§ **Vorliegender Auszug**:
* * * *

# taz.de -- Streit um Urheberrecht: Argumente gegen Kettensägen
       
       > Ob in der Blogosphäre oder bei den Grünen: Die Debatte über Reformen des
       > Urheberrechts wird hart geführt - neuerdings aber auf hohem Niveau.
       
 (IMG) Bild: Künstler oder Musikindustrie: Wer profitiert eigentlich vom Urheberrecht?
       
       Dass Vorsitzende von Unternehmensverbänden sich über Journalisten
       echauffieren, kommt wahrscheinlich häufiger vor. Der 14-seitige Offene
       Brief, den Mark Chung, der Chef des Verbandes Unabhängiger Musikunternehmen
       (VUT), kürzlich auf der Website der Organisation zum Download bereit
       stellte, fällt aber aus dem Rahmen. So materialreich und quellengesättigt
       sind Entgegnungen auf journalistische Beiträge selten.
       
       Adressat des Briefs ist der Berliner Konzertveranstalter und Autor Berthold
       Seliger, der in der November-Ausgabe der Zeitschrift konkret eine
       Kettensägen-Polemik gegen das - nicht nur deutsche - Urheberrecht
       publiziert hat.
       
       Dieses nutze keineswegs den Künstlern, sondern der "Verwertungsindustrie",
       die einen plumpen [1][Lobbyismus] betreibe. Chung wiederum argumentiert,
       der Gegensatz zwischen Künstlern und "Verwertungsindustrie" sei ein
       Klischee, das mit der Realität längst nichts mehr zu tun habe.
       
       Nachdem der [2][Blog Spreeblick] Chungs Text republiziert hat, ist aus der
       Debatte mehr geworden als ein Streit zwischen zwei Musikbusinessleuten.
       Hier findet erstmals auf breiterer Ebene eine Debatte darüber statt, ob
       jene, die das bestehende Urheberrecht kritisieren, der PR-Strategie von
       Internet- und Telekommunikationsgiganten wie Google auf den Leim gehen.
       
       Denn dieser Konzern ist interessiert daran, dass sein bisheriges
       Geschäftsmodell so wenig wie möglich durch das Urheberrecht beeinträchtigt
       wird.

* * * *

§ **Gegebenes Material**:

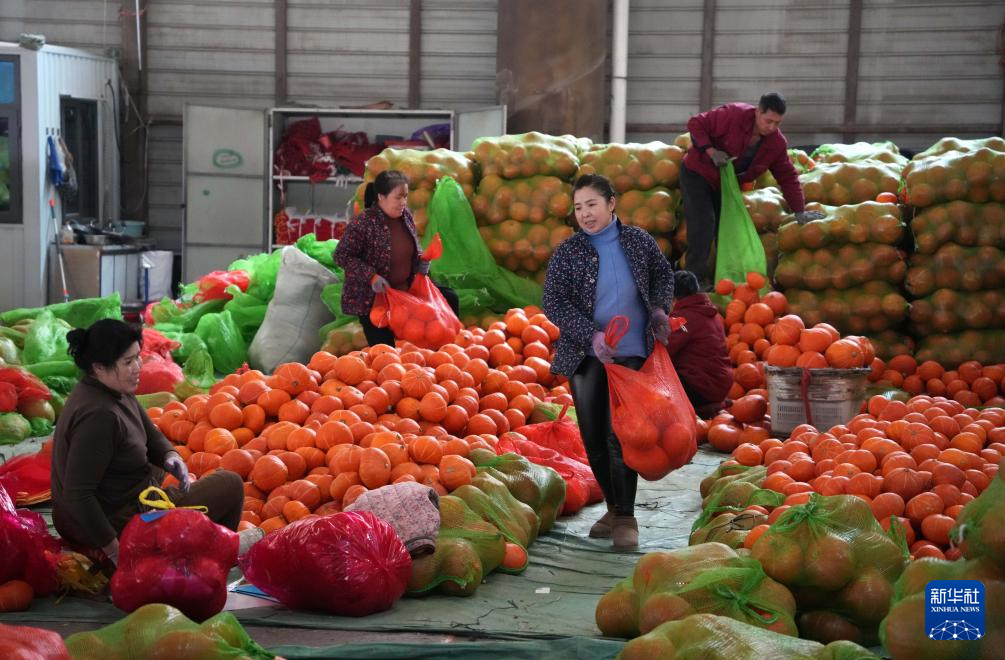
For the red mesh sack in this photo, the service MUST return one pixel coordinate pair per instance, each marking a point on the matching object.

* * * *

§ **Zu bearbeitende Aufgaben**:
- a) Ändere im Artikel zum Urheberrechtsstreit die Stelle von „Adressat des Briefs“ bis hinunter zu „zu tun habe.“: Gib sie wieder und setze dabei „Vorurteil“ an die Stelle von „Klischee“.
- b) Beantworte anhand des Artikels zum Urheberrechtsstreit:
(i) Wie viele Seiten umfasst der Offene Brief von Mark Chung?
(ii) In welcher Ausgabe der Zeitschrift konkret ist Seligers Polemik erschienen?
(iii) Welcher Blog hat Chungs Text republiziert?

§ **Gelöste Aufgaben**:
- a)
Adressat des Briefs ist der Berliner Konzertveranstalter und Autor Berthold
       Seliger, der in der November-Ausgabe der Zeitschrift konkret eine
       Kettensägen-Polemik gegen das - nicht nur deutsche - Urheberrecht
       publiziert hat.
       
       Dieses nutze keineswegs den Künstlern, sondern der "Verwertungsindustrie",
       die einen plumpen [1][Lobbyismus] betreibe. Chung wiederum argumentiert,
       der Gegensatz zwischen Künstlern und "Verwertungsindustrie" sei ein
       Vorurteil, das mit der Realität längst nichts mehr zu tun habe.

- b)
(i) 14 Seiten.
(ii) In der November-Ausgabe.
(iii) Der Blog Spreeblick.